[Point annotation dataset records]
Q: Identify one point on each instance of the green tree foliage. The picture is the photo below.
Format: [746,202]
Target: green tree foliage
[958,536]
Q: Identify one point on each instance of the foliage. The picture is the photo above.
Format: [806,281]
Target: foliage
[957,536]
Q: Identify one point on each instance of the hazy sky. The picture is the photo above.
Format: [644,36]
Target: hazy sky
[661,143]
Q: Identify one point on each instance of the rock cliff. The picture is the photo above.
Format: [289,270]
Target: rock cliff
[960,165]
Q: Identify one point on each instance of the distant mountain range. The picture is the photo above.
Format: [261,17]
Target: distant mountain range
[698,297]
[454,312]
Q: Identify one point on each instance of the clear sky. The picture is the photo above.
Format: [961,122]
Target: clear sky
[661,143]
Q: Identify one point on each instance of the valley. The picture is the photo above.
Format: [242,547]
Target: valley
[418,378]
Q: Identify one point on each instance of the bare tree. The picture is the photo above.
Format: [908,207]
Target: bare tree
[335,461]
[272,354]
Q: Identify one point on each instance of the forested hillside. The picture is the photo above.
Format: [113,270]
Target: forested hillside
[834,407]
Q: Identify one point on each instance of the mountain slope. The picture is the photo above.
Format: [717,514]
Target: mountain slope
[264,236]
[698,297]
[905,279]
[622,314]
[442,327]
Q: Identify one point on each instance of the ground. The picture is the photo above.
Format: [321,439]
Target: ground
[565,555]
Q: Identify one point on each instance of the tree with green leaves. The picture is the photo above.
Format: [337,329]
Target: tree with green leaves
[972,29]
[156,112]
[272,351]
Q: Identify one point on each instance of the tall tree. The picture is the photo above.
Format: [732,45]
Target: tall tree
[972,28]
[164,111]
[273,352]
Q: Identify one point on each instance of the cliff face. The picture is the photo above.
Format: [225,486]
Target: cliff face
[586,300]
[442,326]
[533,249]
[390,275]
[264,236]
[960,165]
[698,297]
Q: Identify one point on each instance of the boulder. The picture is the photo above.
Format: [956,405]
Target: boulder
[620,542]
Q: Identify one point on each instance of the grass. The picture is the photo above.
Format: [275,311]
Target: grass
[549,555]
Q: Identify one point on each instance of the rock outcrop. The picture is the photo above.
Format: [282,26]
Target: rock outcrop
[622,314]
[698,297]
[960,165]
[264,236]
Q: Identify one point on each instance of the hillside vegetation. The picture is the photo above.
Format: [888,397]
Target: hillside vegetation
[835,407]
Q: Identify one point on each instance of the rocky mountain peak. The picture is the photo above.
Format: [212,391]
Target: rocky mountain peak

• **Aim of the exercise**
Restate each record exactly as written.

• **Result for this exercise**
Q: Identify one point on each instance of the green tree foliage. The picture is the photo below.
Format: [746,202]
Target: green tree foliage
[958,536]
Q: Identify one point on each instance of the foliage. The picture is the photo above.
Format: [806,281]
Target: foliage
[957,536]
Q: Identify one point on each instance of the hazy sky. The picture is the photo above.
Format: [644,36]
Target: hazy sky
[661,143]
Q: Identify one point on each instance of the rock cliff. The picture is the photo above.
Format: [289,270]
Target: rock cliff
[960,165]
Q: Identify one point on each instance of the distant mountain range. The picture is the photo above.
Format: [261,17]
Target: distant mountain range
[698,297]
[454,312]
Q: Identify one point on each instance of the clear sky. The picture is the photo above.
Format: [961,122]
Target: clear sky
[661,143]
Q: Identify one point on each instance of the valley. The picture is the photo above.
Format: [242,547]
Target: valley
[418,378]
Q: Identify one point on each instance of the bare tree. The picture is the photo above.
Format: [908,207]
Target: bare tree
[335,461]
[272,354]
Q: Identify one point on each instance of the forested hillside. The picture is the photo above.
Format: [113,270]
Target: forested hillside
[834,407]
Q: Identify one point on each instance of the mountain slope. The picture is the photo above.
Format: [717,514]
Target: mountain slope
[264,236]
[698,297]
[905,279]
[622,314]
[442,327]
Q: Identify one point on each instance of the ground. The picture is the photo above.
Format: [321,439]
Target: ground
[565,555]
Q: Identify one point on each instance of the tree with green leaves. The picture is the photo above.
Format: [337,329]
Target: tree with green leaves
[972,29]
[156,112]
[272,351]
Q: Identify one point on each instance of the tall tree. The picture is the photo above.
Format: [732,45]
Target: tall tree
[972,28]
[164,111]
[273,352]
Q: Identify one point on each instance of the cliff face. The picture is the photo above.
Format: [225,486]
Target: cliff face
[586,300]
[442,326]
[533,249]
[390,275]
[264,236]
[960,165]
[698,297]
Q: Identify one point on each instance of the boulder. The picture is the photo above.
Format: [956,405]
Target: boulder
[620,542]
Q: Identify one point on each instance of the grass. The picture is the photo above.
Format: [275,311]
Target: grass
[549,555]
Q: Identify one point on each instance of the rock outcrop. The picture is the photo above.
Format: [282,26]
Target: rock outcrop
[622,314]
[698,297]
[960,165]
[264,236]
Q: Identify one point on each instance of the hillside vegetation. The picture is the photo above.
Format: [888,397]
Target: hillside vegetation
[835,407]
Q: Identify one point on each instance of the rocky mountain peak. The picture is the photo above.
Format: [212,391]
Target: rocky mountain peak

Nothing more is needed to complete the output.